◆ Brano del documento:
* * * * *
Non si può non tenere conto di due variabili che si fondono in una sintesi vincolante l’esistenza: una variabile individuale interna, legata alla ingravescente vulnerabilità del corpo e dei suoi organi e una consistenza esterna connessa con il ruolo sociale in una società votata a produrre e a consumare, ove chi non produce e non consuma è equiparato a oggetto da rottamare.
Bobbio scrisse il “De Senectute” all’età di 87 anni. In un passo, impregnato di realistica malinconia, sosteneva: “Non condivido una patetica e ingannevole retorica della vecchiaia…Mi riferisco alla retorica del <<vecchio è bello>>. No, il vecchio non è sempre bello. Anzi è quasi sempre più brutto che bello…La medicina ha fatto progressi enormi e benefici, per quel che riguarda non solo l’allungamento della vita, ma anche la diminuzione delle infermità tipiche della vecchiaia. Ma in molti casi la vita del vecchio è pura sopravvivenza, una lunga attesa della morte”.
Una politica “alta” deve con urgenza intervenire nella protezione di fasce sociali vulnerabili, riorganizzare globalmente l’assistenza agli anziani, anche attraverso lo sviluppo di nuovi ruoli che contrastino la solitudine e non vedano le persone come oggetti passivi immersi in una cultura dello “scarto”. E’ un compito enormemente difficile di cui la società deve farsi carico; è la sfida del XXI secolo che bisogna raccogliere, consapevoli che non intervenire sta mettendo a rischio l’equilibrio sociale in quanto condizione di consonanza tra gruppi sociali.
E’ pur vero che, come sostiene Monsignor Paglia nel suo libro “L’età da inventare”, ci sono “molte vecchiaie” a seconda della storia individuale, della personalità, dei mezzi economici.
* * * * *
◆ Esercizi da svolgere:
[a] Elenca gli elementi da cui, secondo il brano sulla vecchiaia, dipende l'esistenza di "molte vecchiaie".
[b] Riproduci il passo del brano sulla vecchiaia che inizia con "E’ pur vero" e prosegue fino a "dei mezzi economici.".
I record non hanno alcun legame con il brano sulla vecchiaia.

◆ Dati forniti:
* * * * *
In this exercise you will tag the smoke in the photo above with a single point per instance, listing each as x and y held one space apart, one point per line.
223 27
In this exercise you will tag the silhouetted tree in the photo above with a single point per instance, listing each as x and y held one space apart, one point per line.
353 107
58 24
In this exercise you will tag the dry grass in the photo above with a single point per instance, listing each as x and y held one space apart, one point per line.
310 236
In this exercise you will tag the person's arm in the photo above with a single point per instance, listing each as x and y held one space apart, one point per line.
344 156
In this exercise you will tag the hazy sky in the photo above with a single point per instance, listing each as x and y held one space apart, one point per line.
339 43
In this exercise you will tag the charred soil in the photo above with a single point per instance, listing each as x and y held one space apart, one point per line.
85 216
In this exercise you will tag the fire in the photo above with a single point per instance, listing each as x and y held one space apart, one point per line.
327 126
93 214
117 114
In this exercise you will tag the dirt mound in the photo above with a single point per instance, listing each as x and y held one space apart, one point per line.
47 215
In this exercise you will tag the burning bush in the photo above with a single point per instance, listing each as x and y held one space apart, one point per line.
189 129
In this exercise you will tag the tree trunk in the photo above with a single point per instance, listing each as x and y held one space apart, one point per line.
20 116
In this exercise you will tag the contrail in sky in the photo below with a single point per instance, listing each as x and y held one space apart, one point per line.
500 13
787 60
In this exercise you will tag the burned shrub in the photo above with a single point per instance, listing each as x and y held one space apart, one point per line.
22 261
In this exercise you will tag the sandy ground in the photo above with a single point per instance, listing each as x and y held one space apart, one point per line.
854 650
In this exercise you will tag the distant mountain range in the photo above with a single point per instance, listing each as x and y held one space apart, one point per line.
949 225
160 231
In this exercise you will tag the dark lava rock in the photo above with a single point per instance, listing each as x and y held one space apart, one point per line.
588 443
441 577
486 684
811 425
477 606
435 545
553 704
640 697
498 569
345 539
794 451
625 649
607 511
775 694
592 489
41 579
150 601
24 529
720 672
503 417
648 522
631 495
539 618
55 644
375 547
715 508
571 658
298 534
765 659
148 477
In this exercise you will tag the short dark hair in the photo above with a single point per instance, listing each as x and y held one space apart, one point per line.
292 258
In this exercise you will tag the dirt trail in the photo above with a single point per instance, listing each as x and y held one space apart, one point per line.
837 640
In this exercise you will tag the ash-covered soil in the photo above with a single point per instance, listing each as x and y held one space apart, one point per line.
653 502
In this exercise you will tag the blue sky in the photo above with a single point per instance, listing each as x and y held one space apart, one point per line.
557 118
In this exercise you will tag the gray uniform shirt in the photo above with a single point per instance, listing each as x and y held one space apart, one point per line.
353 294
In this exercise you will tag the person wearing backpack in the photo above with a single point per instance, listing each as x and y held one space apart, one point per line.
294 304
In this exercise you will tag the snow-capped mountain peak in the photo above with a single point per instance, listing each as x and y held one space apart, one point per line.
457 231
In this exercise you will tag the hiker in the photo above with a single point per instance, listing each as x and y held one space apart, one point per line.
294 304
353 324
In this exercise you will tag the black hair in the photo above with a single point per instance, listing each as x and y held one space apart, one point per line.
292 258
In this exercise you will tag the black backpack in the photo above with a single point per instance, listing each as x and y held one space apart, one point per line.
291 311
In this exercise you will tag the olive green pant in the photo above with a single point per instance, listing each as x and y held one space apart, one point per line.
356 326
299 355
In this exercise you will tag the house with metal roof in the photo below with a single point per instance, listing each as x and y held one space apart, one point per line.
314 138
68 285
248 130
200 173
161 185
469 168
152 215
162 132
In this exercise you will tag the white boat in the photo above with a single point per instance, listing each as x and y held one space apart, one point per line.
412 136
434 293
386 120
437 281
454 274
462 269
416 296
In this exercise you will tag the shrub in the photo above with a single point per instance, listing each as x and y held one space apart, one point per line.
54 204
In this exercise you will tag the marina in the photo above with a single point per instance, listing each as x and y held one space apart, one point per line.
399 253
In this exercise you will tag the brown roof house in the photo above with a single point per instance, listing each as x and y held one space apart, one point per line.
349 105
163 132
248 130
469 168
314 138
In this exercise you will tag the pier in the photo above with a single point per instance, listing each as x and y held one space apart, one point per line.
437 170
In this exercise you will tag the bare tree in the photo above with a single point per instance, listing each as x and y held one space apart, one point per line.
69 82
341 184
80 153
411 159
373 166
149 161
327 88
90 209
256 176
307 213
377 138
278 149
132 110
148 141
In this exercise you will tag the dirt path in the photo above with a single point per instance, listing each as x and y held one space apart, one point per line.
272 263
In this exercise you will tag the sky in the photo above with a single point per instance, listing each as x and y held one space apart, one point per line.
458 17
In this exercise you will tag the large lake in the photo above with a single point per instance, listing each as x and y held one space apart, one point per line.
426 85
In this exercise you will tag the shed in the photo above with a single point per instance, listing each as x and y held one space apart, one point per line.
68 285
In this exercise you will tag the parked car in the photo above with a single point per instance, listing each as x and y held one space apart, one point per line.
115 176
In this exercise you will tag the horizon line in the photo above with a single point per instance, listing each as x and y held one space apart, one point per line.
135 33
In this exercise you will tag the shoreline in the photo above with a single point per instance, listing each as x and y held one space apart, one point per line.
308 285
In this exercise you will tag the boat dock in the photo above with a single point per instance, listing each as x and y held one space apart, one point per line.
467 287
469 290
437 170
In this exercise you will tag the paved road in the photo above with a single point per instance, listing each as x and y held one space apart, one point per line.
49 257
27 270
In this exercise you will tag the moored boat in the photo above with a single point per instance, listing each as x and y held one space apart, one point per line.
* * * * *
◆ Risposte per esercizio:
[a]
storia individuale
personalità
mezzi economici

[b]
E’ pur vero che, come sostiene Monsignor Paglia nel suo libro “L’età da inventare”, ci sono “molte vecchiaie” a seconda della storia individuale, della personalità, dei mezzi economici.